▸ Source passage:
· · · · ·

Composition of kraft pulp
Table 2 shows the chemical composition of the kraft pulp used as well as its initial carboxyl group content. The pulp mostly consists of α cellulose, a low amount of β cellulose (degraded cellulose), a considerable amount of γ cellulose (hemicellulose), very little lignin and ash content, and a very low carboxyl group content.
Table 2
α cellulose % | β cellulose % | γ cellulose % | Lignin % | Ash % | Carboxyl group mmol/g |
86.8 | 0.91 | 12.3 | 0.14 | 0.20 | 0.06 |
Optical microscopy
Figure 2 shows the optical microscopy of swollen tracheid subjected to 1.3 mmol/g carboxymethylation and partial dissolution in 5% sodium hydroxide. Therefore, some regions along the tracheid cell would swell and form balloons while not-swollen parts remain as collars between them (part a). According to Fig. 2 (b and c), where the primary wall is broken, the secondary wall is able to swell. The membrane of balloons is composed of S1 and the swollen interior component is S2 (part d). When cellulose microfibrils absorb water, they mostly swell perpendicular to their axis. The direction of arrows in Fig. 1 is the direction of expansion layers of a wood cell wall. Despite the fact that the primary wall layer is thin and the cellulose amount is very low, because the microfibrils in this wall are interwoven randomly, it cannot swell considerably and wraps around the SW unless it is broken apart either by a sufficient internal swelling force or by external mechanical action. S1, with 5–20 nm lignin-free voids (Kesari et al. 2021), is also very thin, however it has enough cellulose in the form of helical microfibrils (50–80° in Norway spruce) to render it highly flexible with an enormous expansion capability. Brändström et al. (2003) indicated that the S1 layer of Norway spruce is a homogeneous layer oriented approximately perpendicular to the tracheid axis without a cross fibrillar structure in alternate S (clockwise) and Z (anticlockwise) helices. The transition of microfibril orientation from S1 to S2 is abrupt.

· · · · ·

▸ Raw records:
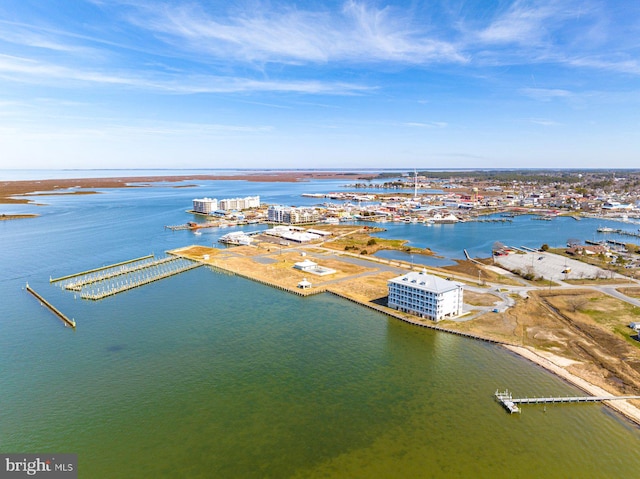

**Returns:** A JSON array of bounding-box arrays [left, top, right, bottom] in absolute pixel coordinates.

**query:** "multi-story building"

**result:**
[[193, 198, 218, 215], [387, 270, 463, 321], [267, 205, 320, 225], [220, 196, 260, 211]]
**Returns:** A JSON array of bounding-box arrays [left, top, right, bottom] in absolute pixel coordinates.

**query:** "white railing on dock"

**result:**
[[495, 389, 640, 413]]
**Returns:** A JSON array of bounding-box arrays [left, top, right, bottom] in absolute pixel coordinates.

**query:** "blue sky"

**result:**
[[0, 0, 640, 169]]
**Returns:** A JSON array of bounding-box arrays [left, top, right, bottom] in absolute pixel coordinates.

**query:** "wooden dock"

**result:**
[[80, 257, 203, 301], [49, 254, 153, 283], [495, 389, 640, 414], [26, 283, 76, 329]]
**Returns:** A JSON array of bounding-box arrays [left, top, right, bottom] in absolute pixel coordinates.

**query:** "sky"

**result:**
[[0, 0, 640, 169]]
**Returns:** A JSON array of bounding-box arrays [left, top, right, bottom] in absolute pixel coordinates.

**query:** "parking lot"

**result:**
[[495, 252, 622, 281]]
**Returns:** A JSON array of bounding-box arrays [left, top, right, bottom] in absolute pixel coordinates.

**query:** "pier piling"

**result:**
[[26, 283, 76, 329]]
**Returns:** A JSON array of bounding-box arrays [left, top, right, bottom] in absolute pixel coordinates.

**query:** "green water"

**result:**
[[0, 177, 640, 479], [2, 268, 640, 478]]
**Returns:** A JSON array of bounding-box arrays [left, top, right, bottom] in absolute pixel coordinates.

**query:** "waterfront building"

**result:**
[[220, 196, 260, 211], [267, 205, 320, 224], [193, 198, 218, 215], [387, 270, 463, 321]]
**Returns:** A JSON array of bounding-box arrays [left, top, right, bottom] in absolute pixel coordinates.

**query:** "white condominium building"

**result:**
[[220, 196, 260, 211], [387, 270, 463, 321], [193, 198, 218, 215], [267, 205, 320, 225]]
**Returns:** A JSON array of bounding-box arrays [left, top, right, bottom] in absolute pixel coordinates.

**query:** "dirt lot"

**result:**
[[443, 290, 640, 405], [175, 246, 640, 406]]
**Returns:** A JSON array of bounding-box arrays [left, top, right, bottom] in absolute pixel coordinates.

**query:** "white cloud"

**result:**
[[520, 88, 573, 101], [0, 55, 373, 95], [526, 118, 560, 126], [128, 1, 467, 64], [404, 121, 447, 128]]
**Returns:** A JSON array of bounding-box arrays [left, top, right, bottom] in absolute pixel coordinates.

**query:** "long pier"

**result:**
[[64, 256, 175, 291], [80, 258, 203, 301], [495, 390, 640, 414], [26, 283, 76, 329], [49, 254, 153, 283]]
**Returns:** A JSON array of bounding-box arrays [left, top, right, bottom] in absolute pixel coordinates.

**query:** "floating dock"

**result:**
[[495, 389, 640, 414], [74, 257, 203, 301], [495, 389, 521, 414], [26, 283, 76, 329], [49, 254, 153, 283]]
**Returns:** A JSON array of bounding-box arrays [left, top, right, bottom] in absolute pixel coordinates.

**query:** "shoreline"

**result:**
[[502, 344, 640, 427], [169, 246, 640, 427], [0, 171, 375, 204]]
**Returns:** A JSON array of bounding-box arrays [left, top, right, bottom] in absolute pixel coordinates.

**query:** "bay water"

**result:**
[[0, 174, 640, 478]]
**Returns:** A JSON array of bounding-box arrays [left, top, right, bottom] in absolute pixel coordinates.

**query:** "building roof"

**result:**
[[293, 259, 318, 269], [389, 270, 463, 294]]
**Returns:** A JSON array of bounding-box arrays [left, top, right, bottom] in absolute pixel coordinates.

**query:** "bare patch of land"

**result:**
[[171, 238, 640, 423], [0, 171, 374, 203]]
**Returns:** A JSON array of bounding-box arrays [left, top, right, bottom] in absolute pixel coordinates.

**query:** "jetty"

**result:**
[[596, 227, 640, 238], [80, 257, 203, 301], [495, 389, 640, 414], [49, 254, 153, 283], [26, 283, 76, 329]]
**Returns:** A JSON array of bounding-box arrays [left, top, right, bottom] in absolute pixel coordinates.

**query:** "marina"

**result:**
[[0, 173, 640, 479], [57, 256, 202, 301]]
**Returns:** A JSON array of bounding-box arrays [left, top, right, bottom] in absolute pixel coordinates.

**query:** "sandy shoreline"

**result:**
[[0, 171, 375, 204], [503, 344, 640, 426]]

· · · · ·

▸ What the task asks: Can you write out the whole kraft pulp passage above again, word for word?

▸ Written answer:
Composition of kraft pulp
Table 2 shows the chemical composition of the kraft pulp used as well as its initial carboxyl group content. The pulp mostly consists of α cellulose, a low amount of β cellulose (degraded cellulose), a considerable amount of γ cellulose (hemicellulose), very little lignin and ash content, and a very low carboxyl group content.
Table 2
α cellulose % | β cellulose % | γ cellulose % | Lignin % | Ash % | Carboxyl group mmol/g |
86.8 | 0.91 | 12.3 | 0.14 | 0.20 | 0.06 |
Optical microscopy
Figure 2 shows the optical microscopy of swollen tracheid subjected to 1.3 mmol/g carboxymethylation and partial dissolution in 5% sodium hydroxide. Therefore, some regions along the tracheid cell would swell and form balloons while not-swollen parts remain as collars between them (part a). According to Fig. 2 (b and c), where the primary wall is broken, the secondary wall is able to swell. The membrane of balloons is composed of S1 and the swollen interior component is S2 (part d). When cellulose microfibrils absorb water, they mostly swell perpendicular to their axis. The direction of arrows in Fig. 1 is the direction of expansion layers of a wood cell wall. Despite the fact that the primary wall layer is thin and the cellulose amount is very low, because the microfibrils in this wall are interwoven randomly, it cannot swell considerably and wraps around the SW unless it is broken apart either by a sufficient internal swelling force or by external mechanical action. S1, with 5–20 nm lignin-free voids (Kesari et al. 2021), is also very thin, however it has enough cellulose in the form of helical microfibrils (50–80° in Norway spruce) to render it highly flexible with an enormous expansion capability. Brändström et al. (2003) indicated that the S1 layer of Norway spruce is a homogeneous layer oriented approximately perpendicular to the tracheid axis without a cross fibrillar structure in alternate S (clockwise) and Z (anticlockwise) helices. The transition of microfibril orientation from S1 to S2 is abrupt.